Natural-language object grounding data
------------
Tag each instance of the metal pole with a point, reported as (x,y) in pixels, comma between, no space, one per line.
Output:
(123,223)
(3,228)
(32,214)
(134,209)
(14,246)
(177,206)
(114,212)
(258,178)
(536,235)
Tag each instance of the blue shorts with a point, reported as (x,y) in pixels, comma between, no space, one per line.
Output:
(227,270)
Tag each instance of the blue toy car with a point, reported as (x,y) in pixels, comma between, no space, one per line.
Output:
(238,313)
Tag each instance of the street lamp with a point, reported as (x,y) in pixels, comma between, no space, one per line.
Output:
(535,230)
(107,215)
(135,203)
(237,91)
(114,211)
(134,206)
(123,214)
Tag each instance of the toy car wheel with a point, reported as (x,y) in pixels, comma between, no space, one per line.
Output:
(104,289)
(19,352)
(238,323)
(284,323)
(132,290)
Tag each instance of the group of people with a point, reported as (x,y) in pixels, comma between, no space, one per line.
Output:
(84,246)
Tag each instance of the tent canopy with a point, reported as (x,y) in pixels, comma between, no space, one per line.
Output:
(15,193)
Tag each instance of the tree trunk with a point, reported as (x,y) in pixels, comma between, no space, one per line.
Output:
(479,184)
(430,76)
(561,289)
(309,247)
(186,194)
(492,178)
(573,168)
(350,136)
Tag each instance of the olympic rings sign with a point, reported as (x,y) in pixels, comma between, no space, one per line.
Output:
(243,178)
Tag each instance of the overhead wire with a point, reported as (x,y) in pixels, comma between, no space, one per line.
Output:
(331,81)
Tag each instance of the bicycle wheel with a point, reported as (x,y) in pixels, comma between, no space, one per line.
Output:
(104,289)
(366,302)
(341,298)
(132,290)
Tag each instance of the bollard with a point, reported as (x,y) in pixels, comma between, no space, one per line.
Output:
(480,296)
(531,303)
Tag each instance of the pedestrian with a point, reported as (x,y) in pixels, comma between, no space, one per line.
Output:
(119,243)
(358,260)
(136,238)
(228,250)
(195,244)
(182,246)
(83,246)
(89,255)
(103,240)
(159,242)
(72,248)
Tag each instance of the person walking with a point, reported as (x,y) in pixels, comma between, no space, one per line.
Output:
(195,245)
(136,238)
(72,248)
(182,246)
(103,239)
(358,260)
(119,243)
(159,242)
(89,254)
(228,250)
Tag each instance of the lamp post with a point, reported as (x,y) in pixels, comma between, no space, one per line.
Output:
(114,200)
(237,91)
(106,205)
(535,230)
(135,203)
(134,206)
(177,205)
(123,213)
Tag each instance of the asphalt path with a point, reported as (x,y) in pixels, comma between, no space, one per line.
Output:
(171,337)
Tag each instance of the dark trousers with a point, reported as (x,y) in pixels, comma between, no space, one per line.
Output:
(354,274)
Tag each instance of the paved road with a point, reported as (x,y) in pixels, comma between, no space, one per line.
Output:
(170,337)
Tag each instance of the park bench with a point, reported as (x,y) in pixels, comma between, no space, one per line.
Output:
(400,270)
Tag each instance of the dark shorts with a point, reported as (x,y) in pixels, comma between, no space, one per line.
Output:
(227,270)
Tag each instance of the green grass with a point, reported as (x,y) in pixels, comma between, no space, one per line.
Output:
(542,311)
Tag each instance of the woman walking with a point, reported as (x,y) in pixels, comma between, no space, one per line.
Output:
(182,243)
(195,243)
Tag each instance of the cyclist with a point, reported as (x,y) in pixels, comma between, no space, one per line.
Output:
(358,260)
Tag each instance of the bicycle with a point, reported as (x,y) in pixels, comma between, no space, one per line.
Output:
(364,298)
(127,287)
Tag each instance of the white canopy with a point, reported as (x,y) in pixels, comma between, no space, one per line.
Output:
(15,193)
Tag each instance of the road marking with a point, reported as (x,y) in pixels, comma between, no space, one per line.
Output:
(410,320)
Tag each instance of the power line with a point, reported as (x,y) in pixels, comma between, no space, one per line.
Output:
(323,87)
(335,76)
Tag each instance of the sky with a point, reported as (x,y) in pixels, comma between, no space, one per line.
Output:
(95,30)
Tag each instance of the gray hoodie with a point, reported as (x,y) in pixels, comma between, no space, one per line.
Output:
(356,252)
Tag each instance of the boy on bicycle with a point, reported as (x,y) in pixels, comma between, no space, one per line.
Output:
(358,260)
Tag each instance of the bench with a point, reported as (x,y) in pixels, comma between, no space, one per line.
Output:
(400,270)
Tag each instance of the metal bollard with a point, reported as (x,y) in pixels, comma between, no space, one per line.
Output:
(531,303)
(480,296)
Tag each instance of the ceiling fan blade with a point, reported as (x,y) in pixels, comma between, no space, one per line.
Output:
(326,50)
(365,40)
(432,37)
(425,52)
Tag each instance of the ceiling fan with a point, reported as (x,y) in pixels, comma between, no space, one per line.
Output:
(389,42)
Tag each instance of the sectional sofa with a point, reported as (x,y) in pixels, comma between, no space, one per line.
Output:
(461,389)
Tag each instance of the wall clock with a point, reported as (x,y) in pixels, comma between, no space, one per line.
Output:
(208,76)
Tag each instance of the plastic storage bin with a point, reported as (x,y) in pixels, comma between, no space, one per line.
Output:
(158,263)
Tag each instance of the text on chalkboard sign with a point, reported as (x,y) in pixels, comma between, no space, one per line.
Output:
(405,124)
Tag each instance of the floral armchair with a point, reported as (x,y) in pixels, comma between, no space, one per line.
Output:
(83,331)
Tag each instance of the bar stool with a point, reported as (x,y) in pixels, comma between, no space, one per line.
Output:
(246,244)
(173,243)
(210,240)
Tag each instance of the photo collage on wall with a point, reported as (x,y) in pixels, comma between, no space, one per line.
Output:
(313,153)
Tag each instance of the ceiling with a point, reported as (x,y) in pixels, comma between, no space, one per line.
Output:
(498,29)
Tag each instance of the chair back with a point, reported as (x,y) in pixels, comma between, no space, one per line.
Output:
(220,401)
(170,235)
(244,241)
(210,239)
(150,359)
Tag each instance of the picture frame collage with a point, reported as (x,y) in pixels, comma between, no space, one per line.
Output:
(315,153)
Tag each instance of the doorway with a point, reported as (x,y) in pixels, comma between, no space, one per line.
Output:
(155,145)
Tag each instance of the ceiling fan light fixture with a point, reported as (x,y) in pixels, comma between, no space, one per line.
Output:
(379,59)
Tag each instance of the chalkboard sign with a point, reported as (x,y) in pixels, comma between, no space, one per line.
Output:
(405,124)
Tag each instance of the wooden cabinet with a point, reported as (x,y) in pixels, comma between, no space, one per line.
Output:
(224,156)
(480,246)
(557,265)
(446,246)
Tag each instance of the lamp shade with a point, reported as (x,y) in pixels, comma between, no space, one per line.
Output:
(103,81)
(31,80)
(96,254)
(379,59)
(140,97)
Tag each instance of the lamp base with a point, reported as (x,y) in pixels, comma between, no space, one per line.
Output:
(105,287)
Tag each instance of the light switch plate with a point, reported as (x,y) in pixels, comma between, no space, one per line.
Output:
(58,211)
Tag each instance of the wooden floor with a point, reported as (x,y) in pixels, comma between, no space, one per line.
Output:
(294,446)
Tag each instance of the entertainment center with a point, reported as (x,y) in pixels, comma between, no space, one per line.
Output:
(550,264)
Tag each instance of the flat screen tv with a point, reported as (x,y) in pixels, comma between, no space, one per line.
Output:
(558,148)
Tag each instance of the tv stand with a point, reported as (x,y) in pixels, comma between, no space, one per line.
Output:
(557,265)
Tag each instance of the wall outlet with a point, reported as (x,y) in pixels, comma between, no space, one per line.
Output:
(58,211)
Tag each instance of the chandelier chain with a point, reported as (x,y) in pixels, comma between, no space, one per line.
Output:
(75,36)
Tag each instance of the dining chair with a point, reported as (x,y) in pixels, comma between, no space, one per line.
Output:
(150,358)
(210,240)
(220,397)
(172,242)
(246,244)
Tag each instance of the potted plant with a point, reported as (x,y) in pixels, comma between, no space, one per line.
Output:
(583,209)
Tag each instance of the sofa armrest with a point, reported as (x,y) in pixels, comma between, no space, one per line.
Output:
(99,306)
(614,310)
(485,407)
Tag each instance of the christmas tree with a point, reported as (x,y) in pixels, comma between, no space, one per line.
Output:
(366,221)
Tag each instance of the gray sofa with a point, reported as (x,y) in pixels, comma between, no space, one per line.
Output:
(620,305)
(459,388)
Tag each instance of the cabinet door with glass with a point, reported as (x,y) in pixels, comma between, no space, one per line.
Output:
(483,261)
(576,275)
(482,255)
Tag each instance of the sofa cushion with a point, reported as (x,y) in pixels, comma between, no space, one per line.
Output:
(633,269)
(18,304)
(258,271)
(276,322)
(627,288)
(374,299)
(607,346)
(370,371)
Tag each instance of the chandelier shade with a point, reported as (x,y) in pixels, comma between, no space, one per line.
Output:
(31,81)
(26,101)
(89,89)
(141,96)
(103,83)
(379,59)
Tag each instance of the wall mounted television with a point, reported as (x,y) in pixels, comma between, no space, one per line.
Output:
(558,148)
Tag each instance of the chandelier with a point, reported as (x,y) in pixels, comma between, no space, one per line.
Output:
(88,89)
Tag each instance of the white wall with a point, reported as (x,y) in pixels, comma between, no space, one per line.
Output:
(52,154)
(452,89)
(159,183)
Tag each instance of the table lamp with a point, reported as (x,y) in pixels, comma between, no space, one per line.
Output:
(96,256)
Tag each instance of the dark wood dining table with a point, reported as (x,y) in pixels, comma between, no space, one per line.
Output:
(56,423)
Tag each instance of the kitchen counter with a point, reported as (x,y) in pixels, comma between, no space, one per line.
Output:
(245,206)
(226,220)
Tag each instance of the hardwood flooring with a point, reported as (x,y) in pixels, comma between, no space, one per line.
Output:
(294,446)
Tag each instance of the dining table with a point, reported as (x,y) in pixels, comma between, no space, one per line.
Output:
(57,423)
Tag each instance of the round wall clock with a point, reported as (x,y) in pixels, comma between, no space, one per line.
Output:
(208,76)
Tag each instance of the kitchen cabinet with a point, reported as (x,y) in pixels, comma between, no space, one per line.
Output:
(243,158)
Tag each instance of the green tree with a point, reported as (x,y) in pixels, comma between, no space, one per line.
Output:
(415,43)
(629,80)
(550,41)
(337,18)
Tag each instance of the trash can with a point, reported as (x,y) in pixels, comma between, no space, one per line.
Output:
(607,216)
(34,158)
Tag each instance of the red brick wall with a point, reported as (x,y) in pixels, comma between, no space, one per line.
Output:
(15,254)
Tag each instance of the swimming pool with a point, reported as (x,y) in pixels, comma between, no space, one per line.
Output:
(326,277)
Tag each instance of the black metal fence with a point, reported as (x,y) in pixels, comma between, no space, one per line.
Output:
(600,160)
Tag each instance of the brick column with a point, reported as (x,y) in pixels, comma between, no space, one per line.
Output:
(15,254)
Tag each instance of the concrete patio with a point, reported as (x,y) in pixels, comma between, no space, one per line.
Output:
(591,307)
------------
Would you set down, word for word, the lines from the opening of the entries above through the line with "Tag each instance of the blue toy", both included, and no others?

Tag each instance of the metal pole with a point, reported as (x,y) in pixels, comma between, no space, one per line.
Output:
(123,223)
(3,228)
(32,214)
(134,209)
(14,246)
(177,206)
(114,212)
(258,178)
(536,235)
Tag each instance of the blue shorts with a point, reported as (x,y) in pixels, comma between, no space, one per line.
Output:
(227,270)
Tag each instance of the blue toy car with a point, reported as (x,y) in pixels, comma between, no space, one per line.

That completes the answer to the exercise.